Short task> From the data below, pull out every line that contains the word "taillight", and copy each one in full.

Point labeling data>
• • • • •

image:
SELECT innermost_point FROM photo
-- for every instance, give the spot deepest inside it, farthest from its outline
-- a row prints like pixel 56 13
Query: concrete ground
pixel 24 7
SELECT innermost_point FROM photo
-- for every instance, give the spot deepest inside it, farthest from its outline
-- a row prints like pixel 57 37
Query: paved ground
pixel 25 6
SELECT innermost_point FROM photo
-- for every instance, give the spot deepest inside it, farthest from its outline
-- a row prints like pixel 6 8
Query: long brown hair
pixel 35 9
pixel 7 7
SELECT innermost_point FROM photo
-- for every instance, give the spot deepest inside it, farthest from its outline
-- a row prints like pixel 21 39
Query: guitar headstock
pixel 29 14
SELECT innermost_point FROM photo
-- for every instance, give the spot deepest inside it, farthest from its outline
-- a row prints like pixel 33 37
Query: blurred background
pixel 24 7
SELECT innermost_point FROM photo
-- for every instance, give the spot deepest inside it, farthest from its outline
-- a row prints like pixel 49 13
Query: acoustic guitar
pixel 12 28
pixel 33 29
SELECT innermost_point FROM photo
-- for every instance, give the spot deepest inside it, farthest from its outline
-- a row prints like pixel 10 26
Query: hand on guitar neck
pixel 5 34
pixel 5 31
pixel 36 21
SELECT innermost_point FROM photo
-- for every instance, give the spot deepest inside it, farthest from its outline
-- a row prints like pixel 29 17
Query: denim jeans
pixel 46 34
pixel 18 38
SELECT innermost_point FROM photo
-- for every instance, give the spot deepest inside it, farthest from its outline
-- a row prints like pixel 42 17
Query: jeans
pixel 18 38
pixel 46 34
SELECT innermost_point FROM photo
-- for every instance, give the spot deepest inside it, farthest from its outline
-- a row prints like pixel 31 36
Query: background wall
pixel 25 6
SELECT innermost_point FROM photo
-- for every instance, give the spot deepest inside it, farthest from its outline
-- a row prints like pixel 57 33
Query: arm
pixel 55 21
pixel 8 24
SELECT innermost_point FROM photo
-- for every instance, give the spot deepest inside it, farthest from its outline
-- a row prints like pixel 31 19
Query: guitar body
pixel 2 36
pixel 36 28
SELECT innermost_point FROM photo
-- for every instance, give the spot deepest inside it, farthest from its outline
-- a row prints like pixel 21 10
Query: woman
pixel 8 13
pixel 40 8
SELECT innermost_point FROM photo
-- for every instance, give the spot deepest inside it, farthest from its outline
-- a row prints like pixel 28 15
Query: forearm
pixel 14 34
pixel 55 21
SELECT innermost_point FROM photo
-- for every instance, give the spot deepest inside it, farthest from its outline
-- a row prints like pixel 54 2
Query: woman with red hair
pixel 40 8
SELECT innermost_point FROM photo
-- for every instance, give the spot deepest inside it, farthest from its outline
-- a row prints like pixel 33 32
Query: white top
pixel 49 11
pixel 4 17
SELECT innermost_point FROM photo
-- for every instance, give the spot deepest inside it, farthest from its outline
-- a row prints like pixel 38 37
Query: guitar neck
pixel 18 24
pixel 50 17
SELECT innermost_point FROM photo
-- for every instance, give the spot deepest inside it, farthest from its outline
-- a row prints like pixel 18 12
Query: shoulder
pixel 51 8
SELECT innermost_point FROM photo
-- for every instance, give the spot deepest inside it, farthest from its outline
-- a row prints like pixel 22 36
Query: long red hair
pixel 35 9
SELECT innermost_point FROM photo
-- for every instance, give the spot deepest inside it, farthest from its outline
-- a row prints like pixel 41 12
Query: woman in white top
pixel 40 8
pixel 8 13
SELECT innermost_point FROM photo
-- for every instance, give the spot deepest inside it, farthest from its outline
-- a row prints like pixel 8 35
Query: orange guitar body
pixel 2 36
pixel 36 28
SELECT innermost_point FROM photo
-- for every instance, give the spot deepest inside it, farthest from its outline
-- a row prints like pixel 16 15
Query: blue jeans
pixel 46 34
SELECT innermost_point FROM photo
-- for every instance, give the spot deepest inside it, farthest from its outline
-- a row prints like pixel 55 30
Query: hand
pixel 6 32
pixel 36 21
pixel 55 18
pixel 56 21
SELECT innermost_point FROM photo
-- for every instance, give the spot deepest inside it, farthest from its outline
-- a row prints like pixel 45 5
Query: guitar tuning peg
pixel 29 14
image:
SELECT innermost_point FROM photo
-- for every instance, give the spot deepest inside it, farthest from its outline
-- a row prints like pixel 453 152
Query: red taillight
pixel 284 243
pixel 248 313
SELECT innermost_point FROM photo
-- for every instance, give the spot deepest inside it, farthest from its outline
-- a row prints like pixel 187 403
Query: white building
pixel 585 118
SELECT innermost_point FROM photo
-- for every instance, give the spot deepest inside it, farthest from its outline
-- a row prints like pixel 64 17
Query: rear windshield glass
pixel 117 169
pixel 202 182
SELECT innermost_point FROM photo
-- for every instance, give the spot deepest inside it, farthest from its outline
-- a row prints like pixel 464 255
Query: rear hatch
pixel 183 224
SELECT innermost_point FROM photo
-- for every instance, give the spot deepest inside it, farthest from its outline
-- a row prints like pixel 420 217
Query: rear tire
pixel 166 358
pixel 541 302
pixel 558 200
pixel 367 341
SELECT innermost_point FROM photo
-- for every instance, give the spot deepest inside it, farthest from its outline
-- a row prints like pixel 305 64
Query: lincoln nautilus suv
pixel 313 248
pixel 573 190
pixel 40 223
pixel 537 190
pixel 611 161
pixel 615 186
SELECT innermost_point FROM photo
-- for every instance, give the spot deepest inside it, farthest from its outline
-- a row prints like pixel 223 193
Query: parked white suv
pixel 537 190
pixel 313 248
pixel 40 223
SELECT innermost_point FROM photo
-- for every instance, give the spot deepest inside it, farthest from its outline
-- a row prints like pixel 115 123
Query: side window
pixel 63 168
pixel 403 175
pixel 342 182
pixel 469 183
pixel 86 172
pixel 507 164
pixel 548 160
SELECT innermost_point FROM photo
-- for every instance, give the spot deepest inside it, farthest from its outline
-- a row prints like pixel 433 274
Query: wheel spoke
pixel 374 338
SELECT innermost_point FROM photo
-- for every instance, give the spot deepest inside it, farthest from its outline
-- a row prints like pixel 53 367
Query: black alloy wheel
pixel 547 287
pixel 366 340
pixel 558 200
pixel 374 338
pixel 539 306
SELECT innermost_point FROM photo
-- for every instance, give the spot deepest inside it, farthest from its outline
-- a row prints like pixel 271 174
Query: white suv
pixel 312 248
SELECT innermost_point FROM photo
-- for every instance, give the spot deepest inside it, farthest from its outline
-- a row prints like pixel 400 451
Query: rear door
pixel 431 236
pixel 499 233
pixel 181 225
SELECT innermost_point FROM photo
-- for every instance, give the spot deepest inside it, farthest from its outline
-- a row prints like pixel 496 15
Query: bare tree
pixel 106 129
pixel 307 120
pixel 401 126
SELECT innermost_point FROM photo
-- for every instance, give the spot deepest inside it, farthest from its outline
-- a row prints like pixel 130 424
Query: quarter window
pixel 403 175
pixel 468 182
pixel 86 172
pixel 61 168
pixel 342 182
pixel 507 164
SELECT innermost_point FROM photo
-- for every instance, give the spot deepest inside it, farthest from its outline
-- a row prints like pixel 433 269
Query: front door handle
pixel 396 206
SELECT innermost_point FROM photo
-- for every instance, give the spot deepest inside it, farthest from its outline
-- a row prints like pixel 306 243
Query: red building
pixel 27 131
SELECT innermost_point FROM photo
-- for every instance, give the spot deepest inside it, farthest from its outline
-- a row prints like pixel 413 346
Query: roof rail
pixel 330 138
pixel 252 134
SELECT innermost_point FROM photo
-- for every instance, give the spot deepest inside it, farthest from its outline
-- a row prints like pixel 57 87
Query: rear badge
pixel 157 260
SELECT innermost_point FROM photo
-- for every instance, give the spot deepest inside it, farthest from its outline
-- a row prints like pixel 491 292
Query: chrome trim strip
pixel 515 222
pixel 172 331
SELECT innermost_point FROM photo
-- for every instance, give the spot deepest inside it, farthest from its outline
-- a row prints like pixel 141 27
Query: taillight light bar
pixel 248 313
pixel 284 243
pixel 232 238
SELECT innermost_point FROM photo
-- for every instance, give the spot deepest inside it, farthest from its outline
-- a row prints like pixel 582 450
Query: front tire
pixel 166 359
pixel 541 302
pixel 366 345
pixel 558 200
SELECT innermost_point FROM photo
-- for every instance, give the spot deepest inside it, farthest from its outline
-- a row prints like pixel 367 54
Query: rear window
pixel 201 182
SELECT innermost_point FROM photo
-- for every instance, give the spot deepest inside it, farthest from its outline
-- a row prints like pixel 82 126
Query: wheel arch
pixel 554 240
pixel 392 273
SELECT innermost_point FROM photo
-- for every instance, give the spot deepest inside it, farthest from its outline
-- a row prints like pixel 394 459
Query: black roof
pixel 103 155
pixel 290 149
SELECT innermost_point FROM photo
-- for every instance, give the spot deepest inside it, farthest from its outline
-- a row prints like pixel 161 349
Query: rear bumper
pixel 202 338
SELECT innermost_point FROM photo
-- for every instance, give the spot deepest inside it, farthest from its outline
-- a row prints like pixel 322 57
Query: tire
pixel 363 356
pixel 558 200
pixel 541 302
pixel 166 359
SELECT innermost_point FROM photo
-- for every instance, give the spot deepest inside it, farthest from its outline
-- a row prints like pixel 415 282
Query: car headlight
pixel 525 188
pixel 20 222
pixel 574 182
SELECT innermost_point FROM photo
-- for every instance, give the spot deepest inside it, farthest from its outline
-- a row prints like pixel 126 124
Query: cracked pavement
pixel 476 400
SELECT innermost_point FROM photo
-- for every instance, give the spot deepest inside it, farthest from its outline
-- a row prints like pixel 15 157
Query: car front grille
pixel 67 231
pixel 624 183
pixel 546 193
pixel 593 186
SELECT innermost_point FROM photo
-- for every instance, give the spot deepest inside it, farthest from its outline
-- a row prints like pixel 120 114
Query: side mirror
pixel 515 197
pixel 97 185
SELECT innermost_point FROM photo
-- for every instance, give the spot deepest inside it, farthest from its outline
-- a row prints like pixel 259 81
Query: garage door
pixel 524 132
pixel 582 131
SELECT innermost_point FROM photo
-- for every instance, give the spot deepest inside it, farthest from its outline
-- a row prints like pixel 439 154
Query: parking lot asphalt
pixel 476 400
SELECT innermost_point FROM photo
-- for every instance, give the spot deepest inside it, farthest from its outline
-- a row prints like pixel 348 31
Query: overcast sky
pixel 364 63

• • • • •

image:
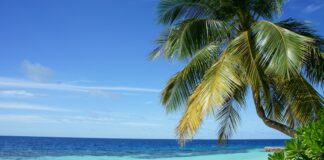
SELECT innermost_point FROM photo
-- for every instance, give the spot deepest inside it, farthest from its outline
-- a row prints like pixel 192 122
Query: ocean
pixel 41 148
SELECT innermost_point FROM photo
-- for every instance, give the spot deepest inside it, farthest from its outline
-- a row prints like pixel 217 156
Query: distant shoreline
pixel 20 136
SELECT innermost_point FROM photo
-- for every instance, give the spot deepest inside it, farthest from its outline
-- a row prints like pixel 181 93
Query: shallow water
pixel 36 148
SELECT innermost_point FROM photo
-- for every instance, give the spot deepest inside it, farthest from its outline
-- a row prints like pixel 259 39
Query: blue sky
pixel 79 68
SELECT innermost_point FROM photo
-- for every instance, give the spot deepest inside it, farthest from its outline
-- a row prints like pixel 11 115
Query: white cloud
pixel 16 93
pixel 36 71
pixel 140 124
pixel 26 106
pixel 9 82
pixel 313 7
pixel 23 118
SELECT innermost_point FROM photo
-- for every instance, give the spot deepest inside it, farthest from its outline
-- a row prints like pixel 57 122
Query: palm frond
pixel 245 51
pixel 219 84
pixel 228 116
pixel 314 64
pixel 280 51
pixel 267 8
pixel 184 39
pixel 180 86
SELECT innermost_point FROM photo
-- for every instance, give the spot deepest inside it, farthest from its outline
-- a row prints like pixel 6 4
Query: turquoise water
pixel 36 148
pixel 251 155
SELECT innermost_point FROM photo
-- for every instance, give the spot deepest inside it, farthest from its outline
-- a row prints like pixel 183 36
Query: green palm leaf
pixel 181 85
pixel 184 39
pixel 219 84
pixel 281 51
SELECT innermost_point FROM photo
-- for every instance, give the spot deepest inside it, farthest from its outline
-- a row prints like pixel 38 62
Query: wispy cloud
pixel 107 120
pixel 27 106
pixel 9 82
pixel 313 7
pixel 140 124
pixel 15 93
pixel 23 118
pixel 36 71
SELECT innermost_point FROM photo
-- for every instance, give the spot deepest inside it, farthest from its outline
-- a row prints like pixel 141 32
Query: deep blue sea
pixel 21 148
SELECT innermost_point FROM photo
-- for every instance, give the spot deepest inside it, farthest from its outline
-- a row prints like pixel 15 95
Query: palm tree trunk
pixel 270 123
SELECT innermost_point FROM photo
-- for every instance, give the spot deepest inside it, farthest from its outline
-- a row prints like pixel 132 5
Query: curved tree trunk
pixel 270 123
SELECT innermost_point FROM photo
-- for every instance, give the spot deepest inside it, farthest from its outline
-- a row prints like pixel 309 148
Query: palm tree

• • • • •

Problem solution>
Query: red taillight
Query: taillight light bar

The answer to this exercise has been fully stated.